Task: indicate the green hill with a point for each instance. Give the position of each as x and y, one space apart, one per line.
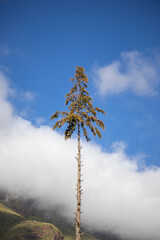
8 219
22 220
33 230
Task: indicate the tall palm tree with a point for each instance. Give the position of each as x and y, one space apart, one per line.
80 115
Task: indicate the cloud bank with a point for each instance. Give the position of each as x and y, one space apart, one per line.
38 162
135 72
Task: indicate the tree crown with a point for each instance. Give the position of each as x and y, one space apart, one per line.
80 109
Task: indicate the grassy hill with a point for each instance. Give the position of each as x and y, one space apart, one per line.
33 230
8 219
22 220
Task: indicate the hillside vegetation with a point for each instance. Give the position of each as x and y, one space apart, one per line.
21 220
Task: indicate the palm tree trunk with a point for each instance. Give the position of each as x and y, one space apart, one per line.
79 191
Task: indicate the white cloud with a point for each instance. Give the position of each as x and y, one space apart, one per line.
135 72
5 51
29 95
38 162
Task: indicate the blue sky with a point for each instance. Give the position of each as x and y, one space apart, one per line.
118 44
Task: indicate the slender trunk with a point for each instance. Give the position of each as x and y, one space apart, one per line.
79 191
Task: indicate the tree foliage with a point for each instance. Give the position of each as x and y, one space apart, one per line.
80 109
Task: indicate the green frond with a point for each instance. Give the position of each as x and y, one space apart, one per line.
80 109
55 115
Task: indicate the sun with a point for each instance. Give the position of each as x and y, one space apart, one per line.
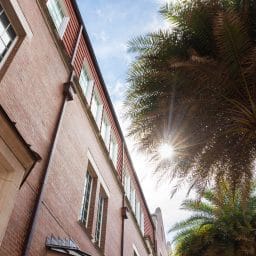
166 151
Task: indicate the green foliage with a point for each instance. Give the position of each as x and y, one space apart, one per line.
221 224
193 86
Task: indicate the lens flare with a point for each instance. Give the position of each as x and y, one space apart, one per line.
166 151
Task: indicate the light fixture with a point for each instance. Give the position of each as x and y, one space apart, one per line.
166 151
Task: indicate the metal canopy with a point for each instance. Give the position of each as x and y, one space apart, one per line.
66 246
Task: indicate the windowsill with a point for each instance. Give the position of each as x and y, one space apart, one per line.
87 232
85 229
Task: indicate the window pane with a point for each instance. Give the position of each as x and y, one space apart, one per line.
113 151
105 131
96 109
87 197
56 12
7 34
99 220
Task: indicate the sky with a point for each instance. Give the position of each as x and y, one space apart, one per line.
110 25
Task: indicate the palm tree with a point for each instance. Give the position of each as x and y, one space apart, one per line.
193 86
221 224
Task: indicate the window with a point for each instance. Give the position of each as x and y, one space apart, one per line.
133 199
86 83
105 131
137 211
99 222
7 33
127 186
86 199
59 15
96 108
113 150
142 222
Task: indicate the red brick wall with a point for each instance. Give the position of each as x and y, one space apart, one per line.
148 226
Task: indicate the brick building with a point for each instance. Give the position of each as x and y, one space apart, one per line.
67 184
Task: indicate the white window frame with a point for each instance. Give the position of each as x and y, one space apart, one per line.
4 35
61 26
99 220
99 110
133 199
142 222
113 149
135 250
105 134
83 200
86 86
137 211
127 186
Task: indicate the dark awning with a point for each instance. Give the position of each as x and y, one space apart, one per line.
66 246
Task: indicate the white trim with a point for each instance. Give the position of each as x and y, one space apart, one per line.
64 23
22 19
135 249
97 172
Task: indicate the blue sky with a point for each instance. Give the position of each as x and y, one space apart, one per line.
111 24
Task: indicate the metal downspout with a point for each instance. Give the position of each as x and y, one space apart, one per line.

--

◆ **Problem statement**
Please set out all of the material above as a numbered list, with blank lines omitted. Leave the pictures out of your answer.

◆ **Task solution**
1. Task: indicate the green hill with a point for each instance. Give the position of each as x and y, one space apart, one per line.
2. 8 219
3. 22 220
4. 33 230
5. Task: indicate the tall palm tree with a point for each instance. Give the position of each as x and y, one space apart, one per line.
6. 80 115
7. Task: indicate the cloud bank with a point for each instance. Give the position of each as x and y, one space apart, one per line.
8. 38 162
9. 135 72
10. Task: indicate the tree crown with a point for each instance. Give the position of each as x and y, one space apart, one per line.
11. 80 109
12. Task: indicate the grassy hill with a point for each instance. Give the position of each as x and y, one space apart, one per line.
13. 33 230
14. 8 219
15. 22 220
16. Task: indicate the hillside vegetation with a point for each instance. Give the position of each as x and y, one space apart, one per line.
17. 21 220
18. Task: indicate the palm tree trunk with a point for each instance. Give the position of each as x and y, one space apart, one per line.
19. 79 191
20. Task: indicate the white cloud with a point for each instance. Give the position of each as x and y, one space apart, one per line.
21. 135 72
22. 5 51
23. 29 95
24. 38 162
25. Task: indicate the blue sky with a point for each instance. Give the position of each as x and y, one space apart, one per line.
26. 118 44
27. Task: indicate the slender trunk with a point for each instance. Give the position of each as x and y, one space apart, one per line.
28. 79 191
29. Task: indicate the tree foliage with a point for each instance. Give the position of each as x and y, one space apart, one per line.
30. 80 109
31. Task: indicate the green frond with a point for each instance. Give the position of each as x and y, one space apart, one per line.
32. 80 109
33. 55 115
34. Task: indicate the sun with a point for each instance. Give the position of each as x and y, one space apart, one per line.
35. 166 151
36. Task: indicate the green foliage with a point for each instance. Give the position of each as x and y, one space apart, one per line.
37. 221 224
38. 193 86
39. Task: indicate the lens flare with a point for each instance. Give the position of each as x and y, one space apart, one per line.
40. 166 151
41. Task: indicate the light fixture with a point for each instance. Give the position of each as x and y, one space apart, one per line.
42. 166 151
43. Task: indicate the metal canopy with a point for each instance. Give the position of each as x and y, one space apart, one per line.
44. 66 246
45. Task: indicate the windowsill with a point for each instance. Give the position of each as x and y, one space apart, one per line.
46. 87 232
47. 85 229
48. Task: indicate the window pane with a point for each instance. Give the position of each as x and y, one space apart, one per line.
49. 113 151
50. 105 131
51. 96 109
52. 87 197
53. 56 12
54. 7 34
55. 99 220
56. Task: indicate the sky with a point for each instance. Give the position of each as x and y, one space apart, one per line.
57. 110 25
58. Task: indicate the palm tree with a point for each instance. Give the position of each as x and y, one space apart, one per line.
59. 193 86
60. 221 224
61. Task: indicate the window with a point for each instance. Give the position of each as x and y, one space apart, one per line.
62. 133 199
63. 86 83
64. 105 131
65. 137 211
66. 99 222
67. 7 33
68. 127 186
69. 86 199
70. 59 15
71. 96 108
72. 113 150
73. 142 222
74. Task: indicate the red brick wall with a point for each instance. Give the position of each as x and y, one space apart, one per line.
75. 148 226
76. Task: indicate the brick building with a point for each instance. Give the position of each as x and y, one space apart, one per line.
77. 67 184
78. Task: indicate the white window frame with a point for each instance. Give the position of each as x and y, one space apart, one per line.
79. 4 35
80. 61 26
81. 99 220
82. 99 110
83. 133 199
84. 142 222
85. 113 149
86. 135 250
87. 105 134
88. 83 200
89. 86 86
90. 137 211
91. 127 186
92. Task: indicate the dark awning with a point for each instance. Give the position of each as x and y, one space apart, one per line.
93. 66 246
94. Task: indicate the white trim with a point for each instance. Give the position of each as x and y, one space apart, one per line.
95. 64 23
96. 22 19
97. 135 249
98. 97 172
99. Task: indicate the blue sky with a point for each instance. Give the position of each as x and y, one space apart, one per line.
100. 111 24
101. Task: indicate the metal downspout with a point for each instance. Give the position of each as x and y, one space apart, one per line.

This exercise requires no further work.